▶ [Fragmento de la página]:
----------

Padre Raniero Cantalamessa, OFM. CAP, 06-04-2007
«Junto a la cruz de Jesús estaban su madre y la hermana de su madre, María, mujer de Cleofás, y María Magdalena» (Jn 19, 25). Por una vez, dejemos aparte a María, su madre. Su presencia en el Calvario no necesita explicaciones. Era «su madre» y esto lo explica todo; las madres no abandonan a un hijo, aunque esté condenado a muerte. Pero, ¿por qué estaban allí las otras mujeres ¿Quiénes eran y cuántas eran?
Los evangelios refieren el nombre de algunas de ellas: María Magdalena; María, la madre de Santiago el menor y de Joset; Salomé, la madre de los hijos de Zebedeo; una cierta Juana y una cierta Susana (cf. Lc 8, 3). Estas mujeres habían seguido a Jesús desde Galilea; lo habían acompañado, llorando, en el camino al Calvario (cf. Lc 23, 27-28); en el Gólgota observaban «de lejos», o sea, desde la distancia mínima que se les permitía, y poco después lo acompañan, con tristeza, al sepulcro, juntamente con José de Arimatea (cf. Lc 23, 55).
Este hecho está demasiado comprobado y es demasiado extraordinario como para pasar por encima de él apresuradamente. Las llamamos, con cierta condescendencia masculina, «las piadosas mujeres», pero son mucho más que «piadosas mujeres»: son también «Madres Coraje». Desafiaron el peligro que existía al mostrarse tan abiertamente a favor de un condenado a muerte. Jesús había dicho: «Dichoso aquel que no se escandalice de mí!» (Lc 7, 23). Estas mujeres son las únicas que no se escandalizaron de él.
Se discute mucho desde hace tiempo quién quiso la muerte de Jesús: los jefes de los judíos o Pilato, o ambos. En cualquier caso, una cosa es cierta: fueron los hombres, no las mujeres. Ninguna mujer está involucrada, ni siquiera indirectamente, en su condena. Hasta la única mujer pagana que se menciona en los relatos, la esposa de Pilato, se disoció de su condena (cf. Mt 27, 19). Es cierto que Jesús murió también por los pecados de las mujeres, pero históricamente sólo ellas pueden decir: «Somos inocentes de la sangre de este» (Mt 27, 24).

----------

▶ [Objetivo]: Repite literalmente el pasaje sobre las mujeres junto a la cruz entre "Los evangelios refieren" y "Lc 23, 55).", ambos incluidos.

Registros guardados de una colección

----------

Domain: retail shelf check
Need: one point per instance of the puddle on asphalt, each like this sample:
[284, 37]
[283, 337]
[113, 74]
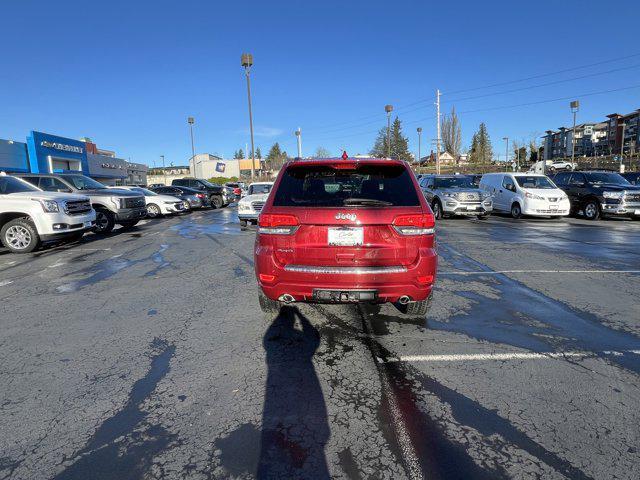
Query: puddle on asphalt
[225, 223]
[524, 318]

----------

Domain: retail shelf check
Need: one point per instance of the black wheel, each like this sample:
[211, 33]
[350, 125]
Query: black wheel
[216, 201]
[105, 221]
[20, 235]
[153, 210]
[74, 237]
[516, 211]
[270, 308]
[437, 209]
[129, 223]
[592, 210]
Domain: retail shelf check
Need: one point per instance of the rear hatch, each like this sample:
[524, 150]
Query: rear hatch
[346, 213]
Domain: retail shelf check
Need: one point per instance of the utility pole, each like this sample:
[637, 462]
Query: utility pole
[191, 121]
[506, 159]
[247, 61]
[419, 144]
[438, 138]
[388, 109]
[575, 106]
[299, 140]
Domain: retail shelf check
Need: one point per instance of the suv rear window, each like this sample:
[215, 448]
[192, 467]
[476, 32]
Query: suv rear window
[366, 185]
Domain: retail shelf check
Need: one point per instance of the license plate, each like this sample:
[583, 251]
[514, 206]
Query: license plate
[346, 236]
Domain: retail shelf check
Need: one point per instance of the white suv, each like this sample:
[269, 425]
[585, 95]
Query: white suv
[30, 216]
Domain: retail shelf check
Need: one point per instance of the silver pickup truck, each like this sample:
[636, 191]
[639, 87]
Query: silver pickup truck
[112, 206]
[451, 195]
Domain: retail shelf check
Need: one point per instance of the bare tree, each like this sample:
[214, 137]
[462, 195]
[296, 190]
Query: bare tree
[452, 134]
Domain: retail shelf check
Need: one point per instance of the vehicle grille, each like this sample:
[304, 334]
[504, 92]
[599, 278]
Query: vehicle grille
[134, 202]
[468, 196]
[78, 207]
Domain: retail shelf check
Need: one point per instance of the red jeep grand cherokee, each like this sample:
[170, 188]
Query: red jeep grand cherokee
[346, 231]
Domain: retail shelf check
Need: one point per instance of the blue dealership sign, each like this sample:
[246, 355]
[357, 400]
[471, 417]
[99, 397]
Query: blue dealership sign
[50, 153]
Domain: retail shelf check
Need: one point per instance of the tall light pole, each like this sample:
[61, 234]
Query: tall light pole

----------

▶ [Respuesta]:
Los evangelios refieren el nombre de algunas de ellas: María Magdalena; María, la madre de Santiago el menor y de Joset; Salomé, la madre de los hijos de Zebedeo; una cierta Juana y una cierta Susana (cf. Lc 8, 3). Estas mujeres habían seguido a Jesús desde Galilea; lo habían acompañado, llorando, en el camino al Calvario (cf. Lc 23, 27-28); en el Gólgota observaban «de lejos», o sea, desde la distancia mínima que se les permitía, y poco después lo acompañan, con tristeza, al sepulcro, juntamente con José de Arimatea (cf. Lc 23, 55).